**YOUR INSTRUCTIONS**: Retype the data below word for word, starting at its very beginning and ending with the line that contains "[231, 493], one". Leave the pictures out of your copy.

## START EXTRACTED INFORMATION

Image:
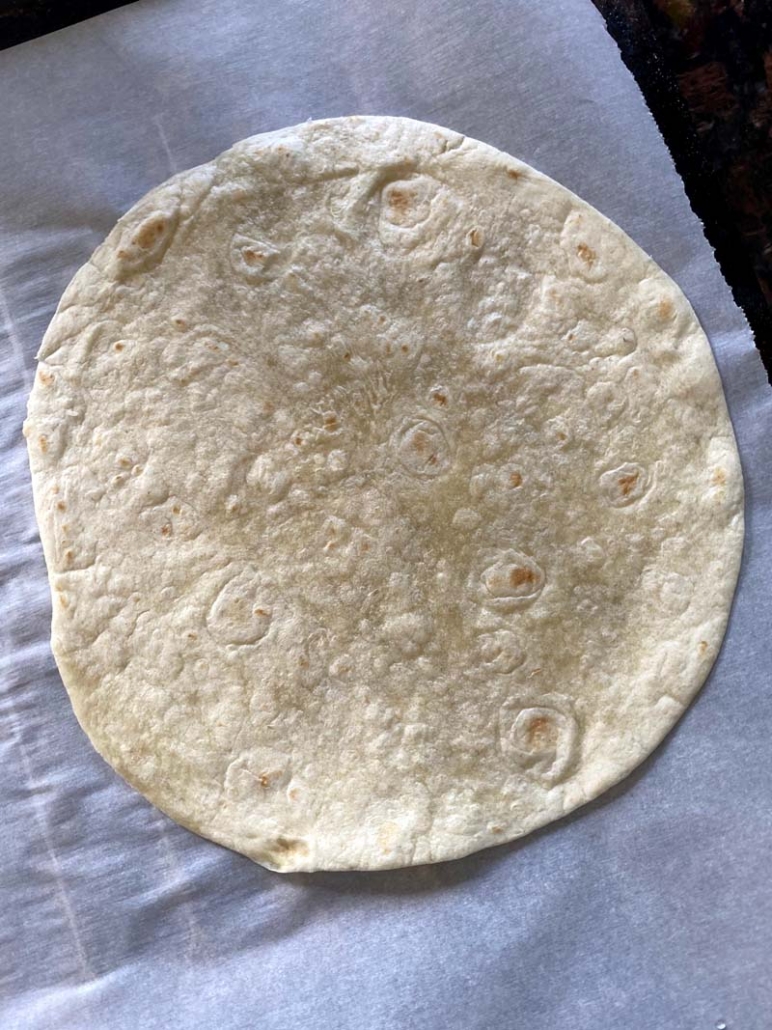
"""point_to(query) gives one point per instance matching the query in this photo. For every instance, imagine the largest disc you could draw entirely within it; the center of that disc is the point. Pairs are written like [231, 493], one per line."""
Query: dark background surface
[705, 69]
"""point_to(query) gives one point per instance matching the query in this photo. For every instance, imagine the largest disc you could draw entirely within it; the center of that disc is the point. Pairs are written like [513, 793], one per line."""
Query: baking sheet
[651, 907]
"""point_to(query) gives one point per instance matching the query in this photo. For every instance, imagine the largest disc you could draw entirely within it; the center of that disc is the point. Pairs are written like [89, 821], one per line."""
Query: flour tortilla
[388, 493]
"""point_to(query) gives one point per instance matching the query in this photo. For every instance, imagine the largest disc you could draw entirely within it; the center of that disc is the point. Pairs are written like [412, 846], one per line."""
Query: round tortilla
[388, 494]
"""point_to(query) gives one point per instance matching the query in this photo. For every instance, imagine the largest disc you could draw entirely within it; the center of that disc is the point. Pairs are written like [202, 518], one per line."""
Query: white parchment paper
[650, 908]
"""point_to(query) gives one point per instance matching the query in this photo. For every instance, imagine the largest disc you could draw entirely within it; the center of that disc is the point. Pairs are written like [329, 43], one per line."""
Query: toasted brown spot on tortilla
[398, 199]
[586, 253]
[540, 731]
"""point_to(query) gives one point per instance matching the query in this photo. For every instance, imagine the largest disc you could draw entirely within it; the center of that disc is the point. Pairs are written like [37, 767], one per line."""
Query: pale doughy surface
[388, 493]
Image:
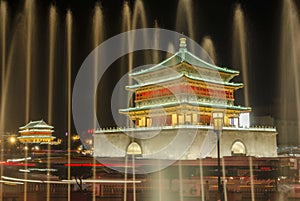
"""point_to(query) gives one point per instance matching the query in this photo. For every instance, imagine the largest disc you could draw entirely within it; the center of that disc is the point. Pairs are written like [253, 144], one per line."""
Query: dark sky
[212, 18]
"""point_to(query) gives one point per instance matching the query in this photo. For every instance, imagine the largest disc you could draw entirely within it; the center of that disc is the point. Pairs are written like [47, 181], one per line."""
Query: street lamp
[218, 118]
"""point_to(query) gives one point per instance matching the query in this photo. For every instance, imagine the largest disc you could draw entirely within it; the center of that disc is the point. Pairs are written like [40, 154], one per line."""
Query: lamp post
[218, 125]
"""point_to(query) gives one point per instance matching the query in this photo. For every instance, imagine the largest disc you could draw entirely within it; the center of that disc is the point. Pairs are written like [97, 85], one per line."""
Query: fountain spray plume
[3, 23]
[29, 14]
[3, 30]
[139, 20]
[52, 41]
[156, 58]
[184, 20]
[126, 26]
[240, 54]
[98, 37]
[289, 70]
[208, 45]
[69, 22]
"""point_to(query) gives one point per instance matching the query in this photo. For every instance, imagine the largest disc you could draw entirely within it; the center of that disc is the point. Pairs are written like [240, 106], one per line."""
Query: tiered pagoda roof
[36, 132]
[184, 83]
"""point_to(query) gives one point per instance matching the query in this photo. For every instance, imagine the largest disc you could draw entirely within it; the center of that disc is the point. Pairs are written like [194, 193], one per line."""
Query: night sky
[212, 18]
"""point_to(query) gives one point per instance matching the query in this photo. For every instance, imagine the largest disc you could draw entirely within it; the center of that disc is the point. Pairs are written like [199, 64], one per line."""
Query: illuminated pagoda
[174, 101]
[189, 89]
[37, 132]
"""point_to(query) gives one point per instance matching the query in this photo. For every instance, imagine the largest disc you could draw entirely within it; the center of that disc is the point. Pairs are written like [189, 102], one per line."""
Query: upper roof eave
[188, 59]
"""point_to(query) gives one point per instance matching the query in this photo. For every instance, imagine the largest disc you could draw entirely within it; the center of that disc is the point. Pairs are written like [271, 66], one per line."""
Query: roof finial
[182, 47]
[182, 43]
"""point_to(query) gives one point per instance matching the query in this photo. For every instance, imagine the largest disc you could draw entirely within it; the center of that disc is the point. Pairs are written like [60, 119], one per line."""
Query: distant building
[37, 132]
[173, 103]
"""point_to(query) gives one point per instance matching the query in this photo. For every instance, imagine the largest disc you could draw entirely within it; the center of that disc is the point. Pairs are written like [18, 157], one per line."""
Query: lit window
[238, 149]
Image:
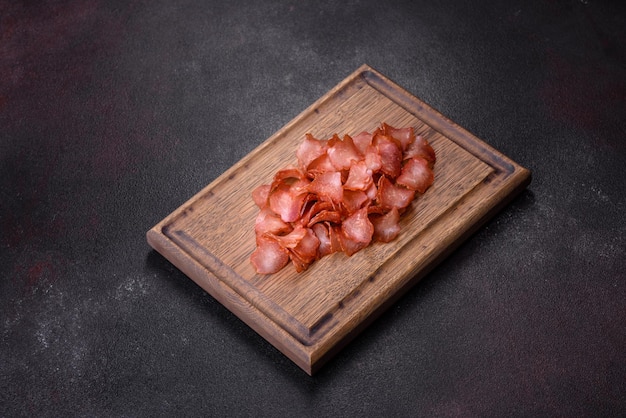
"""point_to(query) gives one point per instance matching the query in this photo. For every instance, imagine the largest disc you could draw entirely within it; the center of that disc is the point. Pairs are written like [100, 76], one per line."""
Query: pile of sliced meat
[342, 195]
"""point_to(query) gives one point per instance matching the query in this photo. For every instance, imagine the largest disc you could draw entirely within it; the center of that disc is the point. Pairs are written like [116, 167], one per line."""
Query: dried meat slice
[416, 175]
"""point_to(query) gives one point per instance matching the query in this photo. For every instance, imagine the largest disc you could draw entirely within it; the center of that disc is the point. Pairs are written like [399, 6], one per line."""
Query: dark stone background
[113, 113]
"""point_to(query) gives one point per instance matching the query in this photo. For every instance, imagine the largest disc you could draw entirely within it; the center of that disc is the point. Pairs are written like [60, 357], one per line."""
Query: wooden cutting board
[309, 316]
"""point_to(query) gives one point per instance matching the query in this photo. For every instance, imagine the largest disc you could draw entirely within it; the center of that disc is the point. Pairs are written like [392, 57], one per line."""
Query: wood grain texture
[309, 316]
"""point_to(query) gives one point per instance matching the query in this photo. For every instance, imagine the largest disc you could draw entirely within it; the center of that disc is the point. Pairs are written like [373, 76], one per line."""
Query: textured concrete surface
[112, 114]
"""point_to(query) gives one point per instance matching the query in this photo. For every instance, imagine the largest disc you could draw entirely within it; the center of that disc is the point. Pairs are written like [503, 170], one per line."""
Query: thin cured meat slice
[342, 195]
[359, 176]
[391, 196]
[287, 201]
[416, 175]
[342, 152]
[390, 155]
[357, 227]
[327, 186]
[268, 222]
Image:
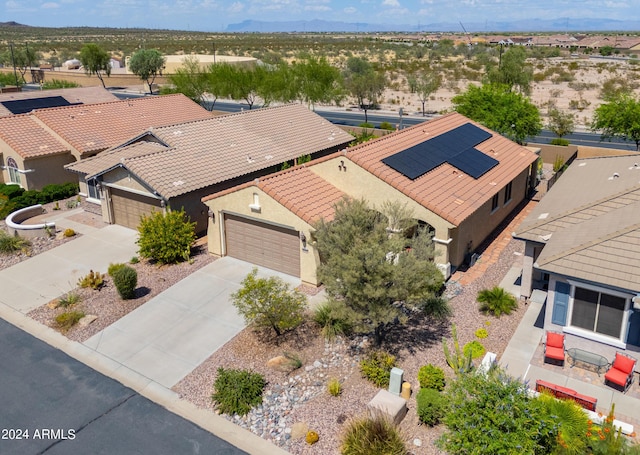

## END EXTRACTED INFORMATION

**RIGHT ANSWER**:
Image:
"""point_to(query) gives one point per instance matching the query in this photo. For every instance, imagine the largest disc you could draw entirely within it; the center of that disc is the point. Pairs are written like [231, 493], one per line."""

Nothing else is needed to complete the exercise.